GIVEN EXERCISE: The operator reference below declares a template_fields list for the operator that creates an ACL entry on a bucket. Name every field in that list.

Bases: airflow.models.BaseOperator

Creates a new ACL entry on the specified bucket.

See also

For more information on how to use this operator, take a look at the guide: GCSBucketCreateAclEntryOperator

Parameters
  • bucket (str) -- Name of a bucket.

  • entity (str) -- The entity holding the permission, in one of the following forms: user-userId, user-email, group-groupId, group-email, domain-domain, project-team-projectId, allUsers, allAuthenticatedUsers

  • role (str) -- The access permission for the entity. Acceptable values are: "OWNER", "READER", "WRITER".

  • user_project (str) -- (Optional) The project to be billed for this request. Required for Requester Pays buckets.

  • gcp_conn_id (str) -- (Optional) The connection ID used to connect to Google Cloud.

  • google_cloud_storage_conn_id (str) -- (Deprecated) The connection ID used to connect to Google Cloud. This parameter has been deprecated. You should pass the gcp_conn_id parameter instead.

  • impersonation_chain (Union[str, Sequence[str]]) -- Optional service account to impersonate using short-term credentials, or chained list of accounts required to get the access_token of the last account in the list, which will be impersonated in the request. If set as a string, the account must grant the originating account the Service Account Token Creator IAM role. If set as a sequence, the identities from the list must grant Service Account Token Creator IAM role to the directly preceding identity, with first account from the list granting this role to the originating account (templated).

template_fields = ['bucket', 'entity', 'role', 'user_project', 'impersonation_chain'][source]
execute(self, context)[source]
class airflow.providers.google.cloud.operators.gcs.GCSObjectCreateAclEntryOperator(*, bucket: str, object_name: str, entity: str, role: str, generation: Optional[int] = None, user_project: Optional[str] = None, gcp_conn_id: str = 'google_cloud_default', google_cloud_storage_conn_id: Optional[str] = None, impersonation_chain: Optional[Union[str, Sequence[str]]] = None, **kwargs)[source]

Bases: airflow.models.BaseOperator

Creates a new ACL entry on the specified object.

See also

For more information on how to use this operator, take a look at the guide: GCSObjectCreateAclEntryOperator

Parameters
  • bucket (str) -- Name of a bucket.

  • object_name (str) -- Name of the object. For information about how to URL encode object names to be path safe, see: https://cloud.google.com/storage/docs/json_api/#encoding

  • entity (str) -- The entity holding the permission, in one of the following forms: user-userId, user-email, group-groupId, group-email, domain-domain, project-team-projectId, allUsers, allAuthenticatedUsers

  • role (str) -- The access permission for the entity. Acceptable values are: "OWNER", "READER".

  • generation (long) -- Optional. If present, selects a specific revision of this object.

DATASET EXCERPT:
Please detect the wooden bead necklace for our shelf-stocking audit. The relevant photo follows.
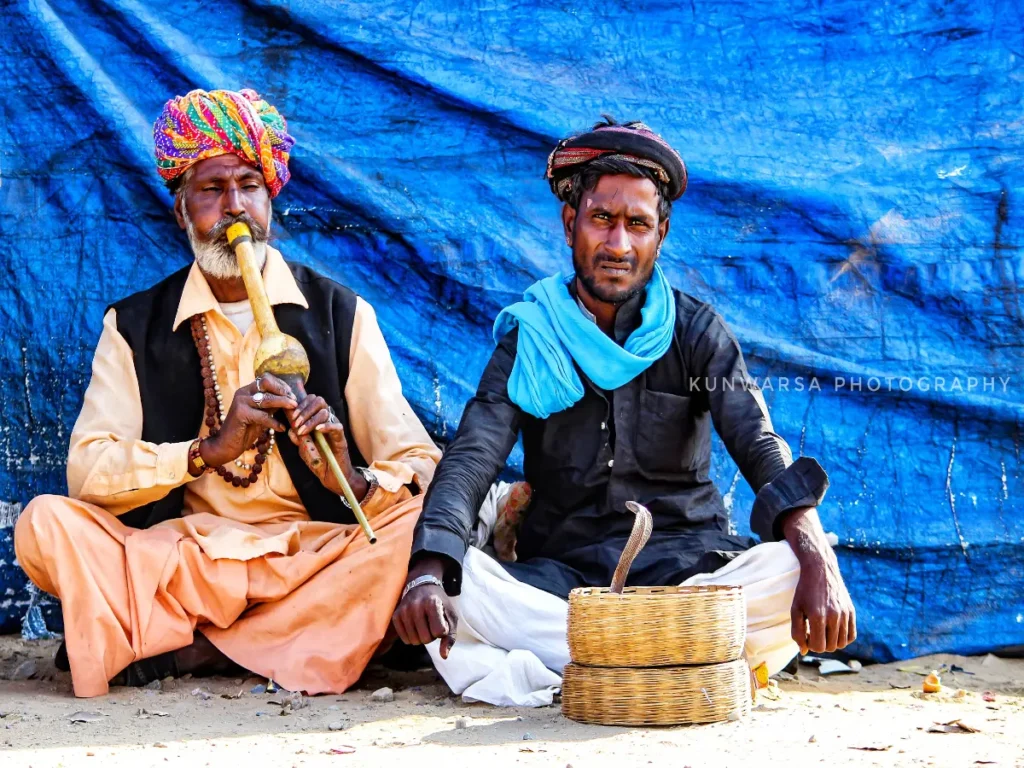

SOLVED PROBLEM: bucket, entity, role, user_project, impersonation_chain